■ Problem details
In the passage below on technology trends for MSPs, please rewrite the paragraph beginning "Smart Machines – Deep analytics" as a short bulleted list that keeps its main facts.

■ Passage
Segment Open
3D Printing – Worldwide shipments of 3D printers will have doubled this year from last year and double again in 2016. 3D printing will reach a tipping point over the next three years as the market for relatively low-cost 3D printing devices continues to grow rapidly and industrial use expands significantly. MSP’s will need to be able to accommodate these technologies within their services portfolio.
Analytics – will take become central to all company strategies as the volume of data generated by embedded systems increases and vast pools of structured and unstructured data inside and outside the enterprise are analyzed. Larger service providers are partnering with, acquiring or developing their own in-house analytics capabilities. It will not be long before these services start to attract interest in the fast growing mid-market and MSP’s need to have positioned to address this longer term demand.
Smart Machines – Deep analytics applied to an understanding of context provide the preconditions for a world of smart machines. This foundation combines with advanced algorithms that allow systems to understand their environment, learn for themselves, and act autonomously. The smart machine era will be the most disruptive in the history of IT. We’re not quite here yet but MSP’s need to have the strategies in place to position for these future changes.
Segment Closed
■ Data provided
Segment Open
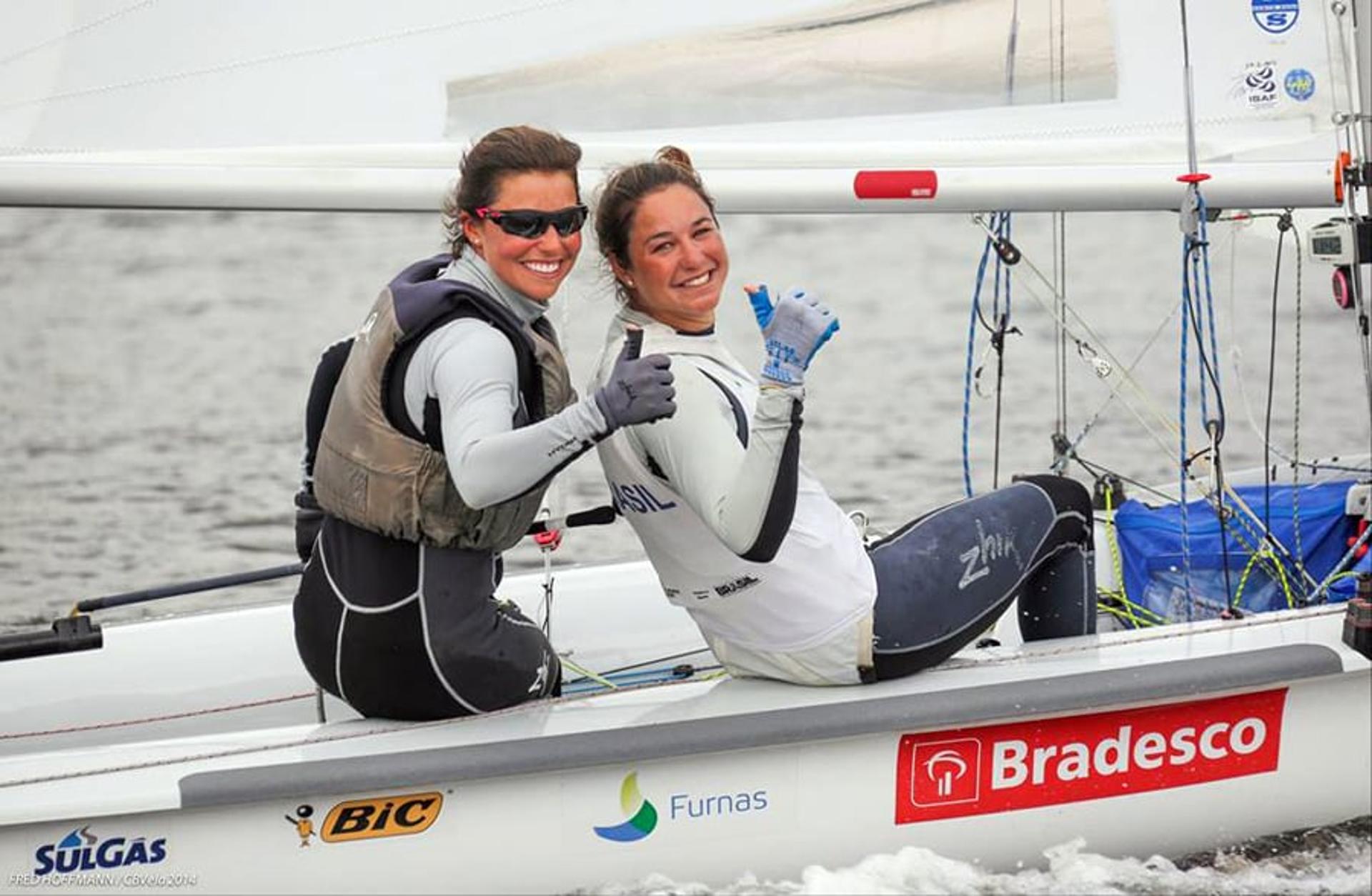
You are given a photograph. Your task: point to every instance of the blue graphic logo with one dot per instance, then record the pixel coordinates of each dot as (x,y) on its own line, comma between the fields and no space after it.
(1276,17)
(1300,84)
(642,814)
(83,851)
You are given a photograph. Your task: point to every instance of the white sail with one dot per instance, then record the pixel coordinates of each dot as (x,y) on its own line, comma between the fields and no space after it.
(356,107)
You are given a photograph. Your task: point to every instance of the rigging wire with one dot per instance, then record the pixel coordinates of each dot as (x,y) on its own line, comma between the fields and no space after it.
(1349,141)
(73,32)
(998,239)
(283,56)
(1283,225)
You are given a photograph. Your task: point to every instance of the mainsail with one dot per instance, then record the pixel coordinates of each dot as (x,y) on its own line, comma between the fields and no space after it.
(1014,103)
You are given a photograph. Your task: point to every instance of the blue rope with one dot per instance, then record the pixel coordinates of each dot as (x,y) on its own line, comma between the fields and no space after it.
(1182,420)
(1209,301)
(972,362)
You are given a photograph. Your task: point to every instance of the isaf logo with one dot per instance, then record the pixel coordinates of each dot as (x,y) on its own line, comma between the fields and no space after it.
(371,818)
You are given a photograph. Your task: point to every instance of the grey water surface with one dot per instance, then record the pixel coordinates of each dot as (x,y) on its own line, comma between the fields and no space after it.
(154,369)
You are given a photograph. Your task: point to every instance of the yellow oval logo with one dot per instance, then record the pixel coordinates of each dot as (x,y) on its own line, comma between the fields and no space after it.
(382,817)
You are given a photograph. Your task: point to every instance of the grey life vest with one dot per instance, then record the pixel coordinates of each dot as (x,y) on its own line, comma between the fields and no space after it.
(377,469)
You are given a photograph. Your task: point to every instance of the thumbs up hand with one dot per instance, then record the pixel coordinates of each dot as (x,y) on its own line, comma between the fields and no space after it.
(638,390)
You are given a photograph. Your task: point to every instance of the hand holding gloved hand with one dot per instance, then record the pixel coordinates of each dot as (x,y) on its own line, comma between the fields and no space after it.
(309,517)
(793,331)
(640,390)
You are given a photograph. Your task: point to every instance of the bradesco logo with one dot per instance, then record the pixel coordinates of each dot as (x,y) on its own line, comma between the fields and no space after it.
(1017,766)
(382,817)
(83,851)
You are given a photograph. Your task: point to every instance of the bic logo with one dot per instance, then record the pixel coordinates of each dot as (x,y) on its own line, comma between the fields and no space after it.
(642,814)
(945,772)
(382,817)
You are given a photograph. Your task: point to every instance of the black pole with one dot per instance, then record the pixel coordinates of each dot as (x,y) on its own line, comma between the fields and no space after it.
(189,587)
(596,517)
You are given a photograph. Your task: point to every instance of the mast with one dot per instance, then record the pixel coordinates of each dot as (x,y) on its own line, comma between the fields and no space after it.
(337,186)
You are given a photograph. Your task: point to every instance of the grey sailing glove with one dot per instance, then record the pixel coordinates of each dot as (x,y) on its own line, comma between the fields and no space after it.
(793,331)
(640,390)
(309,517)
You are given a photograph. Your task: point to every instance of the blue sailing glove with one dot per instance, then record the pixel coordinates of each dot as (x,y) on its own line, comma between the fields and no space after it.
(793,331)
(638,390)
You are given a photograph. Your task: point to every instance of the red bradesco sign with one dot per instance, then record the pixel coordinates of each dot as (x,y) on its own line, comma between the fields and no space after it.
(1000,767)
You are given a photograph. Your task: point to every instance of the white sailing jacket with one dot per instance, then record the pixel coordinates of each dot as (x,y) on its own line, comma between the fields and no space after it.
(699,487)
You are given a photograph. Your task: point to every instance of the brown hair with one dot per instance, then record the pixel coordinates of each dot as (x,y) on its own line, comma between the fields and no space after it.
(504,151)
(626,187)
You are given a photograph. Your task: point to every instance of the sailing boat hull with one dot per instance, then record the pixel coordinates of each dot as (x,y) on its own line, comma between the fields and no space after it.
(1158,741)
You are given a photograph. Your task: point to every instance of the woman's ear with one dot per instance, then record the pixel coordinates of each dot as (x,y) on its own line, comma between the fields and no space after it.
(620,274)
(471,232)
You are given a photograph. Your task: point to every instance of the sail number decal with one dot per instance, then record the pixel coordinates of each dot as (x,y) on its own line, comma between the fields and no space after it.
(1046,762)
(896,184)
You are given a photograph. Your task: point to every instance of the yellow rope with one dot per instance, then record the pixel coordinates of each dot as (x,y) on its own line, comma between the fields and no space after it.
(586,672)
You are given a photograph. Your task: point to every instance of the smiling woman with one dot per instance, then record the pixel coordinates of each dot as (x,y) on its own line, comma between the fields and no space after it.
(431,437)
(744,537)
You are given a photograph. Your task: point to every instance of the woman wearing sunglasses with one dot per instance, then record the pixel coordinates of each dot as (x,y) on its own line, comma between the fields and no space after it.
(742,537)
(431,437)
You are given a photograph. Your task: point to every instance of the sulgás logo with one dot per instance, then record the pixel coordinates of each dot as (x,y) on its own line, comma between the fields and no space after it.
(642,815)
(83,851)
(1069,759)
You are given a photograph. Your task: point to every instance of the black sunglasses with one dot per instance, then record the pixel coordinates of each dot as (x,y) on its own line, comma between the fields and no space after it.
(532,224)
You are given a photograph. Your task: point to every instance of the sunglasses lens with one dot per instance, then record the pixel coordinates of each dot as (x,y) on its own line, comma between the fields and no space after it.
(525,224)
(532,225)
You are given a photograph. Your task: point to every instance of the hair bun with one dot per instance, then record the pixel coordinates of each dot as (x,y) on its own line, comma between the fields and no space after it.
(675,156)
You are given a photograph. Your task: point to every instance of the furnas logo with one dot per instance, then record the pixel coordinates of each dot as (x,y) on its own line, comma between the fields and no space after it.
(642,815)
(372,818)
(681,807)
(83,851)
(1069,759)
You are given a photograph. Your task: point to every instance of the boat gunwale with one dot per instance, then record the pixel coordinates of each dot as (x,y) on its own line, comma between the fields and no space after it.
(951,708)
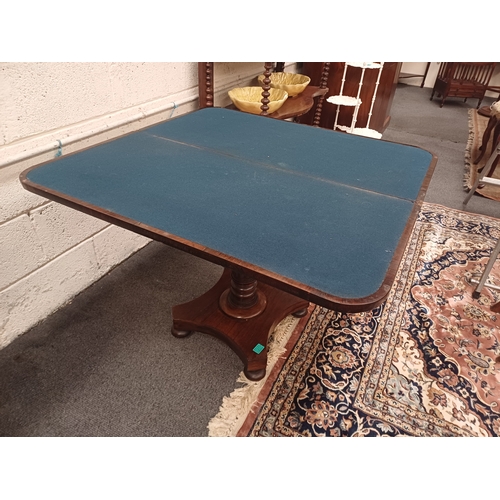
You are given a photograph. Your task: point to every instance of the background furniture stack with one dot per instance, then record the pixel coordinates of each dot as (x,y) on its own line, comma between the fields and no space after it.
(460,79)
(380,109)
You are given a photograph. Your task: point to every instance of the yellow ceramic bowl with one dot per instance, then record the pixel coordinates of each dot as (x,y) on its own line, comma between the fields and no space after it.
(249,99)
(292,83)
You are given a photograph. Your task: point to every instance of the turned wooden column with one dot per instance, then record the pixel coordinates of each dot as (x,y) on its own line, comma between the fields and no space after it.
(242,299)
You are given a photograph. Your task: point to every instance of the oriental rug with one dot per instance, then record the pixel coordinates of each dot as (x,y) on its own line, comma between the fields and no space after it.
(424,363)
(477,126)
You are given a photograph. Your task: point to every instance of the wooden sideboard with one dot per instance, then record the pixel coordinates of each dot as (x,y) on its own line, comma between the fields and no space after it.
(385,93)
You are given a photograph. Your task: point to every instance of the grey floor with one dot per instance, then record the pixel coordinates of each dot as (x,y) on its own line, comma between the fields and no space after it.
(106,364)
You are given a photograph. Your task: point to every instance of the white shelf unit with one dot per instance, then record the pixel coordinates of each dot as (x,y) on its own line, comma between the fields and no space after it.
(355,102)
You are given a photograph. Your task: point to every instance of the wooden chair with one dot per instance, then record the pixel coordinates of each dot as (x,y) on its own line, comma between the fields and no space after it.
(464,80)
(292,108)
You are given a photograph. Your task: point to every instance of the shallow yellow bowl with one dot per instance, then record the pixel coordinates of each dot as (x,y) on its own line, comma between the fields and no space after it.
(249,99)
(292,83)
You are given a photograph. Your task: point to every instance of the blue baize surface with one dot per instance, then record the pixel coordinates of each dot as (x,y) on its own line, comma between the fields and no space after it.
(323,208)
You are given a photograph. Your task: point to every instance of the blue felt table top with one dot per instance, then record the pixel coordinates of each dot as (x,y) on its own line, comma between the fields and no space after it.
(323,208)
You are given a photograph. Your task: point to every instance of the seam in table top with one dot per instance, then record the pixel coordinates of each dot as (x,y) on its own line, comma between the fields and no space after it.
(279,169)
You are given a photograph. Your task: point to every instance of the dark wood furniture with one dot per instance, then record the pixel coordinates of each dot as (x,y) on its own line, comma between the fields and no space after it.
(385,93)
(293,106)
(463,79)
(293,213)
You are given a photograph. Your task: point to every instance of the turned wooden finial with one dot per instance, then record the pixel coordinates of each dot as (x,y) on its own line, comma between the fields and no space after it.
(322,85)
(205,84)
(266,85)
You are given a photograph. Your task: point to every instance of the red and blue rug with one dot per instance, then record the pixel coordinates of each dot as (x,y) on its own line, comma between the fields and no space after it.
(424,363)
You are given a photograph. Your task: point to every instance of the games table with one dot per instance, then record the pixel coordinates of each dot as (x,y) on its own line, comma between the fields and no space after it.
(293,213)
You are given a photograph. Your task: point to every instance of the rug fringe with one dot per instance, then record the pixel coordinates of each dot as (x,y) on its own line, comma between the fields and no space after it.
(238,404)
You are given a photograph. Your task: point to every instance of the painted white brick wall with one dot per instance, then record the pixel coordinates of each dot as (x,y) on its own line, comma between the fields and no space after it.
(50,253)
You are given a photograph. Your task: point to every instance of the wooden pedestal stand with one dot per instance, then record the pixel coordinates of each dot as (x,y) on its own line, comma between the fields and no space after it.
(241,312)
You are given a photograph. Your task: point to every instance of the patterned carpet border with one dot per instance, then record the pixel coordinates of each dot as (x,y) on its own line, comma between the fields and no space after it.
(422,364)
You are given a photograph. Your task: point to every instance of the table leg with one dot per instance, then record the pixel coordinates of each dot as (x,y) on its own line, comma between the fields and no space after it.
(242,312)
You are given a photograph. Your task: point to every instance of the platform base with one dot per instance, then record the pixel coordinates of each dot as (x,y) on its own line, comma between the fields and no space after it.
(247,337)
Segment Closed
■ Result
- Deep analytics applied to an understanding of context lays the groundwork for smart machines.
- Together with advanced algorithms, this foundation lets systems understand their environment, learn for themselves, and act autonomously.
- The smart machine era will be the most disruptive in IT history.
- That era has not fully arrived, but MSPs need strategies in place to prepare for it.